## BRIEF
Beginning with the line that contains "Each instance of the concrete" and going on through the end of the items below, write those lines out again with their requests, and shift every answer coordinate by adding 63 to both the x and the y value. Leave the pictures out.

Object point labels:

+++++

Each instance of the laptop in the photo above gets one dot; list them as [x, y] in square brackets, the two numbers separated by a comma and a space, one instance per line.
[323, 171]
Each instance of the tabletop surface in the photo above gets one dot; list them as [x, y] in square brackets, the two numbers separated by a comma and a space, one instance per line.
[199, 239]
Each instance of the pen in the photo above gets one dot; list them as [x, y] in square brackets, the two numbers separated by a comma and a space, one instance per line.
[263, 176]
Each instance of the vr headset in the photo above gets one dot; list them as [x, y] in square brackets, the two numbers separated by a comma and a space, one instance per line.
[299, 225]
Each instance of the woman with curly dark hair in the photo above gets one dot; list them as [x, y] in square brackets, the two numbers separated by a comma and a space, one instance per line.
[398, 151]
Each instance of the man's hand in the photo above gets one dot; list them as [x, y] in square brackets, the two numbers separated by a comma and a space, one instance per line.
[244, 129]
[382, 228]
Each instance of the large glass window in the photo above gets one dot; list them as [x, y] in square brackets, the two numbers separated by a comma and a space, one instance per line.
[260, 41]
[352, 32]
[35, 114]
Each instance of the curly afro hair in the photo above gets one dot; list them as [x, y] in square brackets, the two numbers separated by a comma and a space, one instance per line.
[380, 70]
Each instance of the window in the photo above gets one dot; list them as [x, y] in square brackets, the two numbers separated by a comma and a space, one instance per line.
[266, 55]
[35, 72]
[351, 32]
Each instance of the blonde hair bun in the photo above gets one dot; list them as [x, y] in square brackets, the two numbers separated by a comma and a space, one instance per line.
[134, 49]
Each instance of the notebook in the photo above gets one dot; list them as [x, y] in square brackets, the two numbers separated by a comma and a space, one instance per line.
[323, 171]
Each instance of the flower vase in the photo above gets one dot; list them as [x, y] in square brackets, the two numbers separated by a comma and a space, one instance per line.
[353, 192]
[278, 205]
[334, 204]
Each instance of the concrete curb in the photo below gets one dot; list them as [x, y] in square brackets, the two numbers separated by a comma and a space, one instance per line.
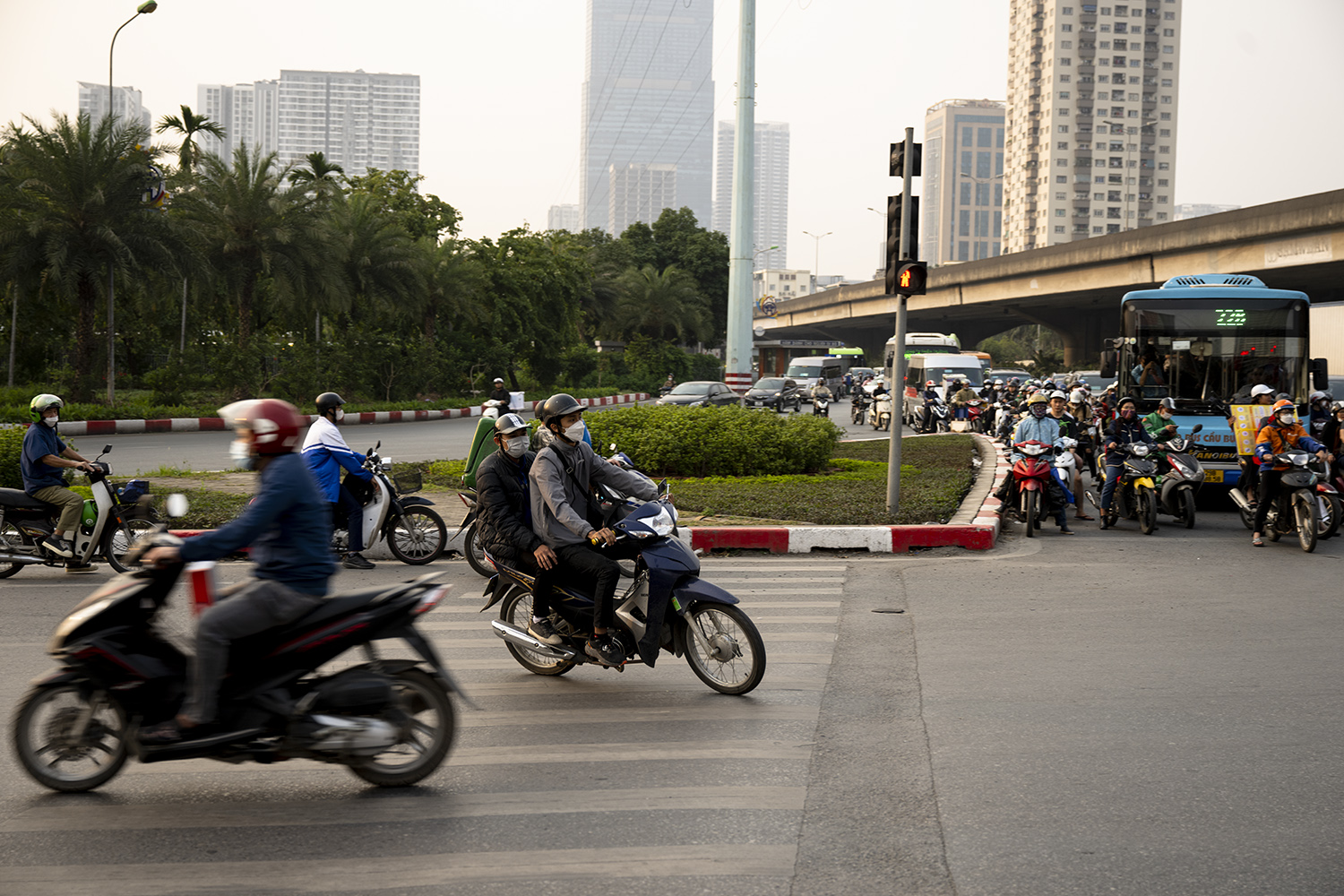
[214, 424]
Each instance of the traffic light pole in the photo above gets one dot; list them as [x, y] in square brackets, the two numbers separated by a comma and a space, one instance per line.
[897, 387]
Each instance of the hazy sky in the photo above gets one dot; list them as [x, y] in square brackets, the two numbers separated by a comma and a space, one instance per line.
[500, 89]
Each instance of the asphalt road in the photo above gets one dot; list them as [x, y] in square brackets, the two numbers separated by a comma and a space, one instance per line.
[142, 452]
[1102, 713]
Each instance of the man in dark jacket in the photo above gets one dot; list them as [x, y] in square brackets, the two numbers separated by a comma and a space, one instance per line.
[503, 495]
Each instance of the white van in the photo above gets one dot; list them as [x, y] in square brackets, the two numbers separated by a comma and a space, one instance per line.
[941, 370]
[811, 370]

+++++

## IN RESPONSE
Each instance of the concrete curb in the photo below gets one dot; list them as [x, y] in square brackets, the two numbers separated by a comma and a space, one instance per line.
[277, 487]
Each instance of the traffic light pole in the photo above gets one dot; list them as [x, y] in square brackets, the two numbers separated by a comma and a space, one instance per line.
[960, 450]
Each instance of the hazy sky in the photo above gets one dot; list them as [x, y] in square brackets, the two numbers separated by a comma and a space, one instance per line.
[563, 152]
Each instance of the asphalt road in the photo above gets one dot; list them as [x, y] in square brackets, the two numbers separated by a comma and a space, one instance per line.
[205, 515]
[1165, 776]
Each instance of the man in dark jacket in the photo above gets one dot; list them as [x, y] in square brackets, the two numbers separated by a comma and a space, one instance per line.
[566, 558]
Each instance of the white van in the photo above gets one dot; list them as [x, y] in square brackets, the two numbers separated by a comma and a space, one instance per line.
[1004, 433]
[874, 433]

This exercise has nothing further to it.